++++ TASK INPUTS ++++

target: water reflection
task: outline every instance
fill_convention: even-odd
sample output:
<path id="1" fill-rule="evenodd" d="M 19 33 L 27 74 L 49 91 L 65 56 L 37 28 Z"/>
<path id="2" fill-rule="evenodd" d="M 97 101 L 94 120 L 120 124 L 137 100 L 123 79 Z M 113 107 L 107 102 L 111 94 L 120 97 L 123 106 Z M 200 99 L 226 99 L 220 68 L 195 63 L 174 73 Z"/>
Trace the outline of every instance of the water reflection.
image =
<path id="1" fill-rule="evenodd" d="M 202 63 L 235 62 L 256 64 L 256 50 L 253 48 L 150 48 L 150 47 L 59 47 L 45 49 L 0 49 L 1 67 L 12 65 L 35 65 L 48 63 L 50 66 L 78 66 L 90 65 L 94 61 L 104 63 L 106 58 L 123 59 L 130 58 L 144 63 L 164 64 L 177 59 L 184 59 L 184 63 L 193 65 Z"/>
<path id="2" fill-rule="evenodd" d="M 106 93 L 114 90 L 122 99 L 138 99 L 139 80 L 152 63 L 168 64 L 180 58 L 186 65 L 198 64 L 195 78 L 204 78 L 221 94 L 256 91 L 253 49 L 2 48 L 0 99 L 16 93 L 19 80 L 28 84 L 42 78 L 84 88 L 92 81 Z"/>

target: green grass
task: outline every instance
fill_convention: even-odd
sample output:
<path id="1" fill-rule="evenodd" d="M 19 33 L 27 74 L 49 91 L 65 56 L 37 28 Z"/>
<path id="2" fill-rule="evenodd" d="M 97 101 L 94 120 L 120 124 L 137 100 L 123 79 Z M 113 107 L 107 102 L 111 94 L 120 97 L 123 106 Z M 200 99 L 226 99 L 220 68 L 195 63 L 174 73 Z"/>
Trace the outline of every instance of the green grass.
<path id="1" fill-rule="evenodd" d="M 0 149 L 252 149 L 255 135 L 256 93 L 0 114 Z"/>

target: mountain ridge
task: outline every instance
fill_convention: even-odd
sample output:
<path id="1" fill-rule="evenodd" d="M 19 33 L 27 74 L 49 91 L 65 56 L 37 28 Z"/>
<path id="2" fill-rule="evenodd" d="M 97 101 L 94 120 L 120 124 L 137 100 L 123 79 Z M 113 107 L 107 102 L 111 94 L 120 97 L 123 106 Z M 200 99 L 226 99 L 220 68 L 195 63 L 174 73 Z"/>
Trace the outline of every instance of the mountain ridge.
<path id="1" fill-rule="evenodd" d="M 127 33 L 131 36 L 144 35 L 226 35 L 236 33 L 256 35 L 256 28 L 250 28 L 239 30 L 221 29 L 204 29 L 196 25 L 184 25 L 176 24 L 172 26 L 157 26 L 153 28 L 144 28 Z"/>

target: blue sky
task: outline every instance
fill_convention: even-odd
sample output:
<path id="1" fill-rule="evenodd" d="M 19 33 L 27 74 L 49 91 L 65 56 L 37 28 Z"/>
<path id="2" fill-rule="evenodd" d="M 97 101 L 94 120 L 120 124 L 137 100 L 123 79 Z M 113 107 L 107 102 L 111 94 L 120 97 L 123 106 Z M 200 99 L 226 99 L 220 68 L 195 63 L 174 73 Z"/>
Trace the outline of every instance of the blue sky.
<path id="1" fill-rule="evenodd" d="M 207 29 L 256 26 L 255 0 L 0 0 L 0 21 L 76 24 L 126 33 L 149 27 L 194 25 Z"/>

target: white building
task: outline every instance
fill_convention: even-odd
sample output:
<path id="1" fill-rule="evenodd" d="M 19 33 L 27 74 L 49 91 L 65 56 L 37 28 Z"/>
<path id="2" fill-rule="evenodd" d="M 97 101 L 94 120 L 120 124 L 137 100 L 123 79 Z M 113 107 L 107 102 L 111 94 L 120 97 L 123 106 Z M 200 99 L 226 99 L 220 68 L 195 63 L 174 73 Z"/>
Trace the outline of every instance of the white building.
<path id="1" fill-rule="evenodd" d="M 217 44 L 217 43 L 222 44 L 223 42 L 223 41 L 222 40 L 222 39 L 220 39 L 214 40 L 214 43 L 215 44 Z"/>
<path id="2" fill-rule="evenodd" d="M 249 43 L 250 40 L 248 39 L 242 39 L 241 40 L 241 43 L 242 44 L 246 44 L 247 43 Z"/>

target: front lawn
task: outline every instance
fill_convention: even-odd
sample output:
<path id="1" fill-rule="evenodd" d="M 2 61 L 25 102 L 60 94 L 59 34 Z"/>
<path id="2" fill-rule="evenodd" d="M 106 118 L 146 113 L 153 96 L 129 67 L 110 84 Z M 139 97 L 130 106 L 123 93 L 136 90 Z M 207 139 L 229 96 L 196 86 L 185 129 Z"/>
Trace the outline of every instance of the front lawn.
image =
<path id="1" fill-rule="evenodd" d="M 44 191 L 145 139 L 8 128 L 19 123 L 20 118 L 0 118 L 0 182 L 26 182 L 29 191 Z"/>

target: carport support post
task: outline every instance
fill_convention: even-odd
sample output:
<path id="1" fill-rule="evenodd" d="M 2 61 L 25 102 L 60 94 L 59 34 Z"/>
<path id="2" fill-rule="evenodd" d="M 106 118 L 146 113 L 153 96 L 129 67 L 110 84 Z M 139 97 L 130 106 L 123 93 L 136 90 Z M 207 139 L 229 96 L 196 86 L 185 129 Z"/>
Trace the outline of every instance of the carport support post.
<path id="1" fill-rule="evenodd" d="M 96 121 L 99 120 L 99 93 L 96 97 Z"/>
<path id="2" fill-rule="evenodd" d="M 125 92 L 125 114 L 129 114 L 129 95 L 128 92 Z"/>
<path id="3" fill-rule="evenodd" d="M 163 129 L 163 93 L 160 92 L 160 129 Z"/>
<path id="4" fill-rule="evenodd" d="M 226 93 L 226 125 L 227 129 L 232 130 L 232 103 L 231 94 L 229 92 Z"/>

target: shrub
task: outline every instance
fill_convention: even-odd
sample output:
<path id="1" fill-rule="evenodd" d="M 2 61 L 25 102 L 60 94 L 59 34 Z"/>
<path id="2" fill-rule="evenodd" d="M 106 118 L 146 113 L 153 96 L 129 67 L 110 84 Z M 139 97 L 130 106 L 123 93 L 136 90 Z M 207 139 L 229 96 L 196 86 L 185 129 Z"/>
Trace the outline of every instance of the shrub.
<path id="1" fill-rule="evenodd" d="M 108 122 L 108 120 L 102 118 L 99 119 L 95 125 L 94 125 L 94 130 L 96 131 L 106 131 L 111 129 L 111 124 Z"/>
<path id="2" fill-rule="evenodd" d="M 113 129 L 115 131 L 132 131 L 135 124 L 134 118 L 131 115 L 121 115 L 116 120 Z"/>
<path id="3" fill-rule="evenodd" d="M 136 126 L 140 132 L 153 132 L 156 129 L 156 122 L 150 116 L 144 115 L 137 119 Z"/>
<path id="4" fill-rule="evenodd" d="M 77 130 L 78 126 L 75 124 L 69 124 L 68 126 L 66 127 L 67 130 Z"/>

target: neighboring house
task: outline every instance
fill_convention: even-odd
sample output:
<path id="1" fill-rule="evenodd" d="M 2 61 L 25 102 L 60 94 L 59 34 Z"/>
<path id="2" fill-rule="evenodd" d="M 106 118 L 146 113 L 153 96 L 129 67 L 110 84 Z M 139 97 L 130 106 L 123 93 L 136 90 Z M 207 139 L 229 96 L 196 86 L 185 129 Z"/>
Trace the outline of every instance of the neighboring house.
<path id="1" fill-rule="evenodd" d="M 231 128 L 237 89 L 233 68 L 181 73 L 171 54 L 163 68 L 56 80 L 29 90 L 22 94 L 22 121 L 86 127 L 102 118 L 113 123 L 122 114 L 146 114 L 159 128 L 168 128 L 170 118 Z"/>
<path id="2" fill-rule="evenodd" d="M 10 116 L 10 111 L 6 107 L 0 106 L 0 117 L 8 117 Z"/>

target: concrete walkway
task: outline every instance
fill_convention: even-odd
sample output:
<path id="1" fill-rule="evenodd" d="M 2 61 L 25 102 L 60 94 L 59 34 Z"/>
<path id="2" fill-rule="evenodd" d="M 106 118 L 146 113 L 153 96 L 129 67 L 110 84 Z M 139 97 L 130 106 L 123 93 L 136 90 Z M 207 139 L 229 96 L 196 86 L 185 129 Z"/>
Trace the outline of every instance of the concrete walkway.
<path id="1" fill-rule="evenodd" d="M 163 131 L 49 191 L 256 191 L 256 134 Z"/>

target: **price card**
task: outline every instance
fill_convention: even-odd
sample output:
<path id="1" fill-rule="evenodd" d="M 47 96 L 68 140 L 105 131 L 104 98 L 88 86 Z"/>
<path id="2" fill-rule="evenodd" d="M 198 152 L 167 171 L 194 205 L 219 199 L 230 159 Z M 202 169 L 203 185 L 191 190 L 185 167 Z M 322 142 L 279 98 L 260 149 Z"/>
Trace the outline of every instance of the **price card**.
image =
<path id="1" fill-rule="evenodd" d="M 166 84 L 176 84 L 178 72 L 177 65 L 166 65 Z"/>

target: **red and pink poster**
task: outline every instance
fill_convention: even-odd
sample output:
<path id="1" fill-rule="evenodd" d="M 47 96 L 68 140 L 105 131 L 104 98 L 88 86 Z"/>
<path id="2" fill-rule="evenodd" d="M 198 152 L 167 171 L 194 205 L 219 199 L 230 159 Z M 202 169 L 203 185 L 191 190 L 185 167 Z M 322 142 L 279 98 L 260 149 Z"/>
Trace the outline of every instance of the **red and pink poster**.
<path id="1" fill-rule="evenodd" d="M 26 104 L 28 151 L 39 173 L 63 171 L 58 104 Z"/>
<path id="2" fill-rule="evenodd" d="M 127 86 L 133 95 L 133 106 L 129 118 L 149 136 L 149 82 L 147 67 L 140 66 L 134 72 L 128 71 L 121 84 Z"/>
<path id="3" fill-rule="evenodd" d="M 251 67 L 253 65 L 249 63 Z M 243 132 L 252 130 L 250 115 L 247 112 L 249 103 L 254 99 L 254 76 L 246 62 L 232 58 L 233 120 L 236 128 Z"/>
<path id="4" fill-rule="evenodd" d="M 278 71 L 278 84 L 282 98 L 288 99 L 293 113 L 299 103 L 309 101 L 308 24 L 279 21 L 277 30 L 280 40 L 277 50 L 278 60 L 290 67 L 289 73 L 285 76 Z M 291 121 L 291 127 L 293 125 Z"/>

++++

▶ _SHORT EXERCISE_
Write the entries from the line holding "target: blue sky" through the line holding "44 191 L 145", inclusive, as a two-column CSV with the columns entry and answer. Give one row per entry, put each field in quotes, and replace line breaks with spaces.

▶ _RESPONSE_
entry,answer
"target: blue sky task: outline every instance fill_convention: even-odd sample output: <path id=""1"" fill-rule=""evenodd"" d=""M 19 33 L 27 74 L 49 91 L 65 56 L 37 28 Z""/> <path id=""2"" fill-rule=""evenodd"" d=""M 97 101 L 94 120 L 120 124 L 137 100 L 123 79 Z M 113 107 L 107 102 L 111 94 L 120 97 L 123 106 Z M 200 99 L 226 99 L 220 68 L 195 63 L 174 73 Z""/> Trace the outline of every instance of the blue sky.","<path id=""1"" fill-rule=""evenodd"" d=""M 207 29 L 256 26 L 255 0 L 0 0 L 0 21 L 76 24 L 126 33 L 149 27 L 194 25 Z""/>"
"target: white building task: outline every instance fill_convention: even-odd sample output: <path id=""1"" fill-rule=""evenodd"" d=""M 19 33 L 27 74 L 49 91 L 65 56 L 37 28 Z""/> <path id=""2"" fill-rule=""evenodd"" d=""M 97 101 L 94 120 L 120 124 L 137 100 L 123 79 Z M 113 107 L 107 102 L 111 94 L 120 97 L 123 106 Z M 200 99 L 226 99 L 220 68 L 195 63 L 174 73 Z""/> Trace the outline of every instance of the white building.","<path id=""1"" fill-rule=""evenodd"" d=""M 217 44 L 217 43 L 222 44 L 223 42 L 223 41 L 222 40 L 222 39 L 220 39 L 214 40 L 214 43 L 215 44 Z""/> <path id=""2"" fill-rule=""evenodd"" d=""M 249 43 L 250 40 L 248 39 L 242 39 L 241 40 L 241 43 L 242 44 L 246 44 L 247 43 Z""/>"
"target: front lawn task: outline every instance fill_convention: even-odd sample output: <path id=""1"" fill-rule=""evenodd"" d=""M 2 61 L 25 102 L 60 94 L 59 34 Z""/> <path id=""2"" fill-rule=""evenodd"" d=""M 106 118 L 146 113 L 153 96 L 129 67 L 110 84 Z M 139 97 L 130 106 L 123 93 L 136 90 Z M 207 139 L 229 96 L 196 86 L 185 129 Z""/> Trace the outline of every instance of the front lawn. image =","<path id=""1"" fill-rule=""evenodd"" d=""M 44 191 L 145 139 L 8 128 L 19 123 L 20 118 L 0 118 L 0 182 L 26 182 L 29 191 Z""/>"